◆ What you need to do ◆
• 1. Decide whether each statement agrees with the article on the Microsoft Build 2022 keynote: (a) the keynote was delivered by CEO Satya Nadella; (b) Nadella highlighted 12 general technologies; (c) GitHub Code Spaces was introduced this year. For each, answer yes or no and quote the words of the article that decide it.
• 2. Carry on the article about the Microsoft Build 2022 keynote from the point where it ends.

◆ Document text ◆
==*==
News
Microsoft Build 2022 Keynote: AI and Cloud Take Center Stage
- By Kurt Mackie
- May 25, 2022
Microsoft's role as builder of platforms for organizations was the theme of Tuesday's Build keynote by CEO Satya Nadella.
At the developer-focused event, Nadella highlighted 10 general technologies that Microsoft has fostered to make life easier for devs, which include:
- Developer flow
- Cloud ubiquity
- App ubiquity
- Cloud native
- Unified data
- Models as platforms
- Hybrid AI
- Low code/no code
- Collaborative apps
- Metaverse.
Developer Flow
Nadella opined that Microsoft's cloud services support developer flow in building applications.
"We want to make it easy for you to go from idea to code, and code to cloud, and cloud to the world," he said.
GitHub Code Spaces, a dev environment hosted from Microsoft's cloud, was one example introduced last year. It's for Web development and cloud native apps.
==*==
◆ Raw data ◆
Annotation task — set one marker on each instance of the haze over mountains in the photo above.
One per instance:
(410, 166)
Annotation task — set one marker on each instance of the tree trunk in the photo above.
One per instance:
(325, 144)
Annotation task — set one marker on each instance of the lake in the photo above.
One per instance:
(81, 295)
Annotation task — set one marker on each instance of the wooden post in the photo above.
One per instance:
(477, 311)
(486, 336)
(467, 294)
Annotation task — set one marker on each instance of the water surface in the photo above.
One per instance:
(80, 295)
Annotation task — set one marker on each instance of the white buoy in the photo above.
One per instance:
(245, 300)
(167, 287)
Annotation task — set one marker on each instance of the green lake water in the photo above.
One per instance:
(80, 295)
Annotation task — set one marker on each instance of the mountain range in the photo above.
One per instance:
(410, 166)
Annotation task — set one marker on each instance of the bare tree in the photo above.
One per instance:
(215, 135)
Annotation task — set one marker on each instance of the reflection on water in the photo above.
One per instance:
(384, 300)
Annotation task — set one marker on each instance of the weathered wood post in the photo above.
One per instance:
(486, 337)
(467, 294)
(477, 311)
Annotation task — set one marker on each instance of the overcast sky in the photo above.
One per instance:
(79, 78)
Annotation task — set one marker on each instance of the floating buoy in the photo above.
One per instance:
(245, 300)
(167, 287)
==*==
◆ Per-task outputs ◆
• 1.
(a) Yes: "Tuesday's Build keynote by CEO Satya Nadella"
(b) No: "Nadella highlighted 10 general technologies"
(c) No: "was one example introduced last year"

• 2.
For building apps for the PC, mobile and embedded devices, Nadella suggested that developers would need a Windows-based development environment. One new service to that end, announced during Build, is Microsoft Dev Box. It provides access to "high-performance workstations preconfigured and ready-to-code for specific projects." Microsoft Dev Box is integrated with Windows 365, allowing IT pros to use Microsoft Endpoint Manager and Microsoft Intune for management.
GitHub Copilot, an "AI pair programmer," was previewed a year ago but it'll be at the "general availability" commercial-release stage sometime this summer, Nadella announced. Build attendees will have "free access to the GA" release, he promised, and it'll be free for students and open source contributors.
Microsoft also has a "Copilot Explain" research project that "translates code into natural language descriptions" to help novice developers, as noted in Microsoft's "Book of News" compendium of Build announcements. Another highlighted solution is OpenAI Codex that "translates natural language into code." The OpenAI Codex was described as "the model that powers GitHub Copilot."
Cloud Ubiquity
Nadella touted various Microsoft cloud services as enabling "cloud ubiquity," which he quantified.
"Azure is the world's computer, with 60-plus datacenter regions connected by over 175,000 miles of fiber over 190 points of presence," he said.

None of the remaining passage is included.